What you need to do: The whole of the data must be transcribed exactly.

[Stored items]
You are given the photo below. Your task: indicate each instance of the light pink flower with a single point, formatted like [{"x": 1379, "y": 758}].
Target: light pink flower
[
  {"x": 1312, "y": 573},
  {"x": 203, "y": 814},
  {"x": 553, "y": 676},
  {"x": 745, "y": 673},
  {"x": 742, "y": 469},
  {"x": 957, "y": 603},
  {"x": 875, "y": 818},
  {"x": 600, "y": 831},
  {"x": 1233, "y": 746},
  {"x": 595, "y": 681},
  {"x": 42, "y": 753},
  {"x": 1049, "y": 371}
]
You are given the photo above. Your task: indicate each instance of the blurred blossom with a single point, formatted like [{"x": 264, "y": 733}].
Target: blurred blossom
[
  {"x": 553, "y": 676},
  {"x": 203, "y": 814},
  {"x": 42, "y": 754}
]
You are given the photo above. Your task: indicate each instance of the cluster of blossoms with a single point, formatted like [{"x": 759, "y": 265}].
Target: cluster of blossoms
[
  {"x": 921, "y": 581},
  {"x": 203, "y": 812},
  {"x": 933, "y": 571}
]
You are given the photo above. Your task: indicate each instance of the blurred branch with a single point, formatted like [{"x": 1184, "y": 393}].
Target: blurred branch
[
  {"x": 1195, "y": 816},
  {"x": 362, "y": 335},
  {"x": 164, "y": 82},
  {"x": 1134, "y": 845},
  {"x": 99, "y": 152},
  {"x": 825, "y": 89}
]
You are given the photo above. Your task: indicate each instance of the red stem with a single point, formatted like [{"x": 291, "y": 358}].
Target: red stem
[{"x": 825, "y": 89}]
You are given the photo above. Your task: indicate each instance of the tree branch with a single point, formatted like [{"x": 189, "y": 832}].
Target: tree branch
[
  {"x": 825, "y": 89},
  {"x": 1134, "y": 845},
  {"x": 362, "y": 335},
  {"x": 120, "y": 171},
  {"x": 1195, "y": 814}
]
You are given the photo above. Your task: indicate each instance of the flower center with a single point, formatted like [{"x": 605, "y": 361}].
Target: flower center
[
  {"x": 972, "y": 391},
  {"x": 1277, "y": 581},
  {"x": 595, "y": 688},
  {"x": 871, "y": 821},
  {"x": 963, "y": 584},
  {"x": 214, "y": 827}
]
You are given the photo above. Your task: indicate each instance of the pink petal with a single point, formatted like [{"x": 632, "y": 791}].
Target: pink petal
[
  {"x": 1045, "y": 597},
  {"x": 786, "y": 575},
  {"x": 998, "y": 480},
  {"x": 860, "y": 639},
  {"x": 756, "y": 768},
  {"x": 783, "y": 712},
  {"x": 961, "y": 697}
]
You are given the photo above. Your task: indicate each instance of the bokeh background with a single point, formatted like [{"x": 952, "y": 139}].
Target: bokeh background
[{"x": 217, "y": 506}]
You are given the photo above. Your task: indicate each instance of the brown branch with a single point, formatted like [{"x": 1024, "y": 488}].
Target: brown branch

Task solution:
You are given the photo below. Your task: indicate each instance of the light pink flower with a single point, formatted like [{"x": 1379, "y": 758}].
Target: light pink flower
[
  {"x": 1312, "y": 573},
  {"x": 203, "y": 814},
  {"x": 553, "y": 676},
  {"x": 745, "y": 673},
  {"x": 742, "y": 469},
  {"x": 957, "y": 603},
  {"x": 875, "y": 818},
  {"x": 600, "y": 831},
  {"x": 1233, "y": 746},
  {"x": 595, "y": 681},
  {"x": 42, "y": 753},
  {"x": 1049, "y": 371}
]
You are given the photo above. Your task: indicate each instance of the blurred blossom with a single point, formatted like [{"x": 264, "y": 733}].
Target: blurred blossom
[
  {"x": 553, "y": 676},
  {"x": 203, "y": 814},
  {"x": 42, "y": 754}
]
You are given the photo above. Your task: indicate each instance of the cluster of blossoms with a single point, formatted like [{"x": 759, "y": 265}].
Target: cluster of blossoms
[
  {"x": 921, "y": 581},
  {"x": 203, "y": 812},
  {"x": 933, "y": 571}
]
You are given the photo above. Your task: indicate each instance of the blurred branch with a single point, formatted like [{"x": 1184, "y": 393}].
Target: blurred branch
[
  {"x": 1195, "y": 816},
  {"x": 362, "y": 335},
  {"x": 164, "y": 82},
  {"x": 1134, "y": 845},
  {"x": 99, "y": 152},
  {"x": 825, "y": 89}
]
You are given the photo above. Your task: indicate each instance of the red stem with a single point, formatted like [{"x": 291, "y": 358}].
Target: red stem
[{"x": 825, "y": 89}]
You are given the photo above. Your task: indicate each instance of the tree branch with a single point, formatted like [{"x": 189, "y": 832}].
Target: tree branch
[
  {"x": 825, "y": 89},
  {"x": 1134, "y": 845},
  {"x": 362, "y": 335},
  {"x": 120, "y": 171},
  {"x": 1195, "y": 814}
]
You are given the photo above. Your task: indicate each instance of the flower center with a single point, formatted like [{"x": 605, "y": 361}].
Target: flower center
[
  {"x": 972, "y": 391},
  {"x": 1277, "y": 581},
  {"x": 595, "y": 688},
  {"x": 871, "y": 821},
  {"x": 963, "y": 584},
  {"x": 214, "y": 827}
]
You are given the photo above. Your task: indicate each instance of the pink petal with a single point, formatted like [{"x": 632, "y": 791}].
Target: pink petal
[
  {"x": 1045, "y": 597},
  {"x": 786, "y": 575},
  {"x": 998, "y": 480},
  {"x": 860, "y": 639},
  {"x": 756, "y": 768},
  {"x": 783, "y": 712},
  {"x": 961, "y": 697}
]
You are given the photo above. Your task: indicate each instance of the bokeh background with a single point, formatted like [{"x": 952, "y": 139}].
Target: bokeh background
[{"x": 217, "y": 506}]
You are given the photo above. Your task: indicate each instance of the brown branch with a single point, formatted like [{"x": 1024, "y": 488}].
Target: brown branch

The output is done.